▸ **PROBLEM DESCRIPTION**: Each record must be reproduced exactly as it is shown.

[Data extracted from a collection]
** BEGIN **

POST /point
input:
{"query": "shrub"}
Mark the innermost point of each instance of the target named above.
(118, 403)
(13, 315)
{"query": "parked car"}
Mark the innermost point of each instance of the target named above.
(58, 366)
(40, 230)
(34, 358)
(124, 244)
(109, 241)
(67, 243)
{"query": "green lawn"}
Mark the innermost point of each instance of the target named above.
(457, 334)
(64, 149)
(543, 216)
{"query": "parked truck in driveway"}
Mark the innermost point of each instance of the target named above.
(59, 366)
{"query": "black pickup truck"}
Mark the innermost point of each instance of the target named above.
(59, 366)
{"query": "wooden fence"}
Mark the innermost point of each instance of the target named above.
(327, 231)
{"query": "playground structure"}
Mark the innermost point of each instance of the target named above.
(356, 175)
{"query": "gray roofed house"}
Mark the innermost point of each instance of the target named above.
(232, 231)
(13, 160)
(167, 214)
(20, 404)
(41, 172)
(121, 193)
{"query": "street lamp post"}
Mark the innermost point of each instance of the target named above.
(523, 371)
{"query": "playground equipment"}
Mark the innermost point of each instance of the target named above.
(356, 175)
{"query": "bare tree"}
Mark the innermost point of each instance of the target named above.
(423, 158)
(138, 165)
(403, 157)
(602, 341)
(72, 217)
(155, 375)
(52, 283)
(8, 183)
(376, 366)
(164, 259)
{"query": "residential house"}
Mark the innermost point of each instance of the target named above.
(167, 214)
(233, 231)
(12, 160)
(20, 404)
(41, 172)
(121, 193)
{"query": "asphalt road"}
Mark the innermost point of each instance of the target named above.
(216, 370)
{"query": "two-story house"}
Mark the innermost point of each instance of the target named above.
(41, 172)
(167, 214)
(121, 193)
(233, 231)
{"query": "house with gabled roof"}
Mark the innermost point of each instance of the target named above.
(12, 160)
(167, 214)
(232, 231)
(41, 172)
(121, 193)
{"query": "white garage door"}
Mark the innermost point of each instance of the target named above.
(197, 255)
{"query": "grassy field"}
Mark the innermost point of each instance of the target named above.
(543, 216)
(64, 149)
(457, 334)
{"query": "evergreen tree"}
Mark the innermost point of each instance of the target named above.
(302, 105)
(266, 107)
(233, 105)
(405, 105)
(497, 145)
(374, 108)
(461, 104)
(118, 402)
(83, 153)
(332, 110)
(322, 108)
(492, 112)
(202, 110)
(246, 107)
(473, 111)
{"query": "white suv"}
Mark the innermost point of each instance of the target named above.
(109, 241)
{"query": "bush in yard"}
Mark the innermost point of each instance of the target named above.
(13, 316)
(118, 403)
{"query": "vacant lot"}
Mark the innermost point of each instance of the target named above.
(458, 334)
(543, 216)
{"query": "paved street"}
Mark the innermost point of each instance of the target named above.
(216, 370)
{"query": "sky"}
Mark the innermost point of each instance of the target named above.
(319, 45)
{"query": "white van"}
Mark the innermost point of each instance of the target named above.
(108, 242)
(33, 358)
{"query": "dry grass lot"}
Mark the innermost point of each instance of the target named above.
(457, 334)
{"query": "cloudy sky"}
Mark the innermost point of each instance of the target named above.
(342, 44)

** END **

▸ **THE RESULT**:
POST /point
input:
{"query": "shrub"}
Mark the innermost point of each instance of the target named above.
(118, 403)
(13, 315)
{"query": "parked car"}
Mark the innermost point of each instance of the target named above.
(58, 366)
(40, 230)
(34, 358)
(124, 244)
(109, 241)
(67, 243)
{"query": "green lawn"}
Mark the innermost point of each instance of the target named above.
(457, 334)
(64, 149)
(543, 216)
{"query": "parked truck in driveway"}
Mark the innermost point of each instance of the target named above.
(59, 366)
{"query": "black pickup truck"}
Mark the innermost point of each instance of the target named above.
(59, 366)
{"query": "wooden fence"}
Mark the innermost point of each instance of the target named above.
(327, 231)
{"query": "playground structure"}
Mark the innermost point of each instance of the target named above.
(356, 175)
{"query": "gray roofed house"}
Mark the innermost point of each instance of the target named above.
(232, 231)
(13, 160)
(167, 214)
(20, 404)
(41, 172)
(121, 193)
{"query": "street lamp post"}
Mark the innermost point of each instance of the target named above.
(523, 371)
{"query": "playground equipment"}
Mark the innermost point of each instance of the target named above.
(356, 175)
{"query": "bare tree"}
Mark the innermost point of each instance of the target named above.
(423, 158)
(138, 165)
(403, 157)
(602, 341)
(72, 217)
(155, 375)
(52, 283)
(8, 183)
(376, 366)
(164, 259)
{"query": "residential house"}
Mark the innermost point of each instance of the target named above.
(167, 214)
(233, 231)
(12, 160)
(20, 404)
(41, 172)
(121, 193)
{"query": "asphalt road"}
Mark the innermost point of each instance of the target named above.
(216, 370)
{"query": "two-story house"}
Mark the innermost point of each instance of the target named above.
(41, 172)
(167, 214)
(121, 193)
(233, 231)
{"query": "house with gabled roof"}
Mark the innermost point of each instance of the target named above.
(12, 160)
(167, 214)
(232, 231)
(41, 172)
(121, 193)
{"query": "white garage door"}
Mark the innermost point of each instance of the target named above.
(197, 255)
{"query": "grassy field"}
Mark the innermost point of each instance of the target named above.
(543, 216)
(64, 149)
(457, 334)
{"query": "evergreen tree"}
Mark the innermost point of each instance of the target named above.
(302, 105)
(266, 107)
(233, 105)
(405, 105)
(497, 145)
(374, 108)
(461, 104)
(118, 402)
(83, 153)
(332, 110)
(322, 108)
(492, 112)
(202, 110)
(246, 107)
(473, 111)
{"query": "white suv"}
Mark the innermost point of each instance of the target named above.
(109, 241)
{"query": "bush in yard"}
Mark the innermost point of each instance of the target named above.
(13, 316)
(118, 403)
{"query": "vacant lot"}
Mark the innermost point of each instance of the target named above.
(458, 334)
(543, 216)
{"query": "paved street"}
Mark the innermost point of each instance of the target named above.
(216, 370)
{"query": "sky"}
Mark the innermost point of each instance of the target named above.
(319, 45)
{"query": "white van"}
Mark the innermost point of each instance of the target named above.
(108, 242)
(33, 358)
{"query": "dry grass lot"}
Mark the innermost point of each instance of the target named above.
(457, 334)
{"query": "cloudy sky"}
Mark the innermost point of each instance of the target named above.
(342, 44)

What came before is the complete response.